Render every line of the records below as a JSON list of strings, with one string per line and blank lines left out.
BEGIN
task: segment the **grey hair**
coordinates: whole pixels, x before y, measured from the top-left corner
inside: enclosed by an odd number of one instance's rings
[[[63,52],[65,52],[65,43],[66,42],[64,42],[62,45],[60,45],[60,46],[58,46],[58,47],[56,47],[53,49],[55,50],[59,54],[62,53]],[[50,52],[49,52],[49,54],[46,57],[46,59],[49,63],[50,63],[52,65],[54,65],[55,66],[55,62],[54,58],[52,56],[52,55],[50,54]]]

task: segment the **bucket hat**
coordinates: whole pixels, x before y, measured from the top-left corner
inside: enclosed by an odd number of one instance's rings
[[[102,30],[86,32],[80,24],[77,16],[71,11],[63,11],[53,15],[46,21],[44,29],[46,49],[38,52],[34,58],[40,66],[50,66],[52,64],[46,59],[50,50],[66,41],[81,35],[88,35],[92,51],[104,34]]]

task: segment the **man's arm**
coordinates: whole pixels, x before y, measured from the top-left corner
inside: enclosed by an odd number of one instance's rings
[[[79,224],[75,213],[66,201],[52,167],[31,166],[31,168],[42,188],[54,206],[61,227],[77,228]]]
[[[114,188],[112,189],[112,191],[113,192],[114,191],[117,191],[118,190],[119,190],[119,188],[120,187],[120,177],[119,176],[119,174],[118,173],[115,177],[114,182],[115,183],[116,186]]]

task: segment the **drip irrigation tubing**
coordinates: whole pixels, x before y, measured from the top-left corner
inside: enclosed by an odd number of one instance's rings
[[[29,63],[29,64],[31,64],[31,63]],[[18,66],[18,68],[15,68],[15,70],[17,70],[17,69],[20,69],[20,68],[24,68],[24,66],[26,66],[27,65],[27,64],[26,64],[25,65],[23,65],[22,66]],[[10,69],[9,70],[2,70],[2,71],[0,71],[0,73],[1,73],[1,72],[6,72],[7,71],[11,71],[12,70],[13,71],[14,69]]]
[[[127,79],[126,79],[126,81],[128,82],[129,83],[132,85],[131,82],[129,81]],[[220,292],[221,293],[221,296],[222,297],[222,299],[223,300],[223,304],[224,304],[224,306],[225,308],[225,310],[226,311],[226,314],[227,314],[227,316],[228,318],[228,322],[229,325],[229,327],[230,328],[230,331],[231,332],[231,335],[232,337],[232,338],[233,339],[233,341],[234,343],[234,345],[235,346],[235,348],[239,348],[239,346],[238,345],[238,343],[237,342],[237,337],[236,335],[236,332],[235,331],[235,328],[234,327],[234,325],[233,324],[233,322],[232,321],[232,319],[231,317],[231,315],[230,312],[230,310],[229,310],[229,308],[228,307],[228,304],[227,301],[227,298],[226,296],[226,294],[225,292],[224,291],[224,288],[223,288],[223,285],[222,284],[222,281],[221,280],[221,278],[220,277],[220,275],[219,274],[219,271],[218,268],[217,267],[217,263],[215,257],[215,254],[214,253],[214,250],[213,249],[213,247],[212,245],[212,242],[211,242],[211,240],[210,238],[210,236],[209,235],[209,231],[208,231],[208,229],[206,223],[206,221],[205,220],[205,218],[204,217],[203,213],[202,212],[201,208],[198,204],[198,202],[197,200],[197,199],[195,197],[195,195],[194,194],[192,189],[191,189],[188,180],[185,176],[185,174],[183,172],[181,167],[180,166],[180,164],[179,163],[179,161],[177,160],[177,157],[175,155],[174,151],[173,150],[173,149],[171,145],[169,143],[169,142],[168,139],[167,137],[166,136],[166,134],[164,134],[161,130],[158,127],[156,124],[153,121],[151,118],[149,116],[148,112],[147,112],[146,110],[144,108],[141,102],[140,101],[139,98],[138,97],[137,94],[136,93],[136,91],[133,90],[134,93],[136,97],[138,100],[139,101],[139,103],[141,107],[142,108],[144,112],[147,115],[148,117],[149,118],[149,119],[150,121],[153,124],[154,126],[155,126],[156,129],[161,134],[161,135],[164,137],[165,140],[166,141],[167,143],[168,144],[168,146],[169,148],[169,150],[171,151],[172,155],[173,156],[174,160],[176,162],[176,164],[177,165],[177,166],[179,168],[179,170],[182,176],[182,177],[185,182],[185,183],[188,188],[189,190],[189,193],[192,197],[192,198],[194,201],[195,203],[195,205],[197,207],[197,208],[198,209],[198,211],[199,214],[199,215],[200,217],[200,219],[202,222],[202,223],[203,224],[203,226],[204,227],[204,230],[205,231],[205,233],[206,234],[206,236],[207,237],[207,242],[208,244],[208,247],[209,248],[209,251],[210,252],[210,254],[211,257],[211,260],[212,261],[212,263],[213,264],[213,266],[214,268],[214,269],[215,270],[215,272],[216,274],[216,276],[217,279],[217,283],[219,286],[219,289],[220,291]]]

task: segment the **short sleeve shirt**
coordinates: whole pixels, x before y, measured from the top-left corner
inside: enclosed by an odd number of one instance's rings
END
Output for this exercise ->
[
  "task: segment the **grey hair**",
  "coordinates: whole pixels, x before y, measured from the top-left corner",
  "inside: enclosed by an odd number of one instance's rings",
  "[[[63,52],[65,52],[65,43],[66,42],[64,42],[62,45],[60,45],[60,46],[58,46],[58,47],[56,47],[53,49],[55,50],[59,54],[62,53]],[[50,52],[49,52],[49,54],[46,57],[46,59],[49,63],[50,63],[52,65],[54,65],[55,66],[55,62],[54,58],[52,56],[52,55],[50,54]]]",
  "task: segment the **bucket hat**",
  "coordinates: whole pixels, x before y, measured from the top-left corner",
  "inside: enclosed by an odd number of one instance's rings",
  "[[[102,30],[86,32],[80,24],[77,16],[71,11],[63,11],[53,15],[46,21],[44,29],[46,49],[38,52],[34,58],[40,66],[50,66],[52,64],[46,59],[50,50],[66,41],[81,35],[88,35],[92,51],[104,34]]]",
  "task: segment the **man's arm**",
  "coordinates: whole pixels, x before y, measured from the top-left corner",
  "inside: enclosed by an odd number of one instance's rings",
  "[[[79,224],[75,213],[66,201],[52,167],[31,166],[31,168],[42,188],[54,206],[61,227],[77,228]]]",
  "[[[114,188],[112,189],[112,191],[113,192],[114,191],[117,191],[118,190],[119,190],[119,188],[120,187],[120,177],[119,176],[119,174],[118,173],[115,177],[114,182],[115,183],[116,186]]]",
  "task: segment the **drip irrigation tubing**",
  "coordinates: whole pixels, x before y, measured from the top-left corner",
  "inside: enclosed by an odd number of one instance's rings",
  "[[[29,63],[29,64],[31,64],[31,63]],[[18,66],[18,68],[15,68],[15,70],[17,70],[17,69],[20,69],[20,68],[24,68],[24,66],[26,66],[27,65],[27,64],[26,64],[25,65],[23,65],[22,66]],[[10,69],[9,70],[2,70],[2,71],[0,71],[0,73],[1,73],[1,72],[6,72],[7,71],[11,71],[12,70],[13,71],[14,69]]]",
  "[[[127,79],[126,79],[126,81],[128,82],[129,83],[132,85],[131,82],[129,81]],[[220,292],[221,293],[221,296],[222,297],[222,299],[223,300],[223,304],[224,304],[224,306],[225,308],[225,310],[226,311],[226,314],[227,314],[227,316],[228,318],[228,322],[229,325],[229,327],[230,328],[230,331],[231,332],[231,335],[232,337],[232,338],[233,339],[233,341],[234,343],[234,345],[235,346],[235,348],[239,348],[239,346],[238,345],[238,343],[237,342],[237,337],[236,335],[236,332],[235,331],[235,328],[234,327],[234,325],[233,324],[233,322],[232,321],[232,319],[231,317],[231,315],[230,312],[230,310],[229,310],[229,308],[228,307],[228,304],[227,301],[227,298],[226,296],[226,294],[225,292],[224,291],[224,288],[223,288],[223,285],[222,284],[222,281],[221,280],[221,278],[220,277],[220,275],[219,274],[219,271],[218,268],[217,267],[217,263],[215,257],[215,254],[214,253],[214,250],[213,249],[213,247],[212,245],[212,242],[211,242],[211,240],[210,238],[210,236],[209,235],[209,231],[208,231],[208,229],[206,223],[206,221],[205,220],[205,218],[204,217],[203,213],[202,212],[201,208],[198,204],[198,202],[197,200],[197,199],[195,197],[195,195],[194,194],[192,189],[191,189],[188,180],[185,176],[185,174],[183,172],[181,167],[180,166],[180,164],[179,163],[179,161],[177,160],[177,157],[175,155],[174,151],[173,150],[173,149],[171,145],[169,143],[169,142],[168,139],[167,137],[166,136],[166,134],[164,134],[161,130],[158,127],[156,124],[153,121],[151,118],[149,116],[148,112],[147,112],[146,110],[144,108],[141,102],[140,101],[139,98],[138,97],[137,94],[136,93],[136,91],[133,90],[134,93],[136,97],[138,100],[139,101],[139,103],[141,107],[142,108],[144,112],[147,115],[148,117],[149,118],[149,119],[150,121],[153,124],[154,126],[155,126],[156,129],[161,134],[161,135],[164,137],[165,140],[166,141],[167,143],[168,144],[168,146],[169,148],[169,150],[171,151],[172,155],[173,156],[174,160],[176,162],[176,164],[177,165],[177,166],[179,168],[179,170],[182,176],[182,177],[185,182],[185,183],[188,188],[189,190],[189,193],[192,197],[192,198],[194,201],[195,203],[195,205],[197,207],[197,208],[198,209],[198,211],[199,214],[199,215],[200,217],[200,219],[202,222],[202,223],[203,224],[203,226],[204,227],[204,230],[205,231],[205,233],[206,234],[206,236],[207,237],[207,242],[208,244],[208,247],[209,248],[209,251],[210,252],[210,254],[211,257],[211,260],[212,261],[212,263],[213,264],[213,266],[214,268],[214,269],[215,270],[215,272],[216,274],[216,276],[217,279],[217,283],[219,286],[219,289],[220,291]]]",
  "task: segment the **short sleeve shirt**",
  "coordinates: whole pixels, x before y, measured from the top-left corner",
  "inside: enclosed by an odd number of one instance's rings"
]